[Material provided start]
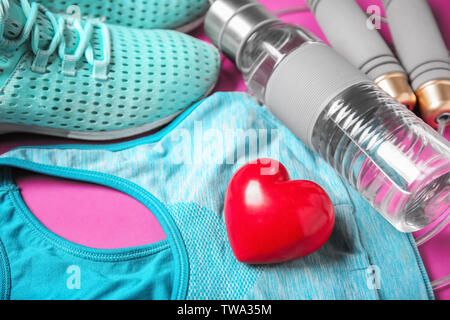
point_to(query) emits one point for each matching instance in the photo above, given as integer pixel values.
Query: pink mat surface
(98, 217)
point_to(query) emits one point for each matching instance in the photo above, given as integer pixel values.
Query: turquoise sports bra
(181, 175)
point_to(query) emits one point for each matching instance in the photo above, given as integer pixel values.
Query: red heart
(271, 219)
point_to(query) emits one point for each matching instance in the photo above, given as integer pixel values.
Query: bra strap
(6, 180)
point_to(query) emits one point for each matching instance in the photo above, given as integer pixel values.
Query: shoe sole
(6, 128)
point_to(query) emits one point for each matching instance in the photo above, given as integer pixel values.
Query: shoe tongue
(15, 21)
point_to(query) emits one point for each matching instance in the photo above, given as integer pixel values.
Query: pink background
(98, 217)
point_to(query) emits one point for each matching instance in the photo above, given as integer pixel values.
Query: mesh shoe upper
(143, 14)
(152, 75)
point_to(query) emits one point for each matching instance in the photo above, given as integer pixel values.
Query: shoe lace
(84, 29)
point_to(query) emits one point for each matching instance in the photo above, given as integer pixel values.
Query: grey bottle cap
(229, 23)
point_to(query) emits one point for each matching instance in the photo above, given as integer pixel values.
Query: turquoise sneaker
(95, 81)
(182, 15)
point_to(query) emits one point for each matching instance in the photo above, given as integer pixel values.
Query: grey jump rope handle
(346, 27)
(417, 38)
(321, 74)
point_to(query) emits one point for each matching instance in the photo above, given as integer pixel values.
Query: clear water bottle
(398, 163)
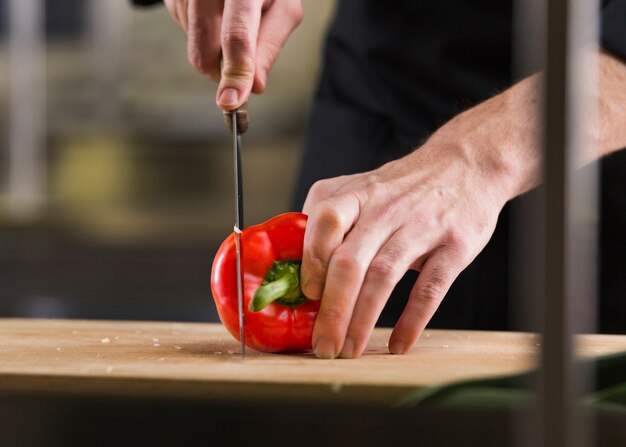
[Material provided end]
* Requirement
List every line above that contains the word "turquoise", counting only matches with the same capitalization.

* Response to this exercise
Query: turquoise sports bra
Query: turquoise sneaker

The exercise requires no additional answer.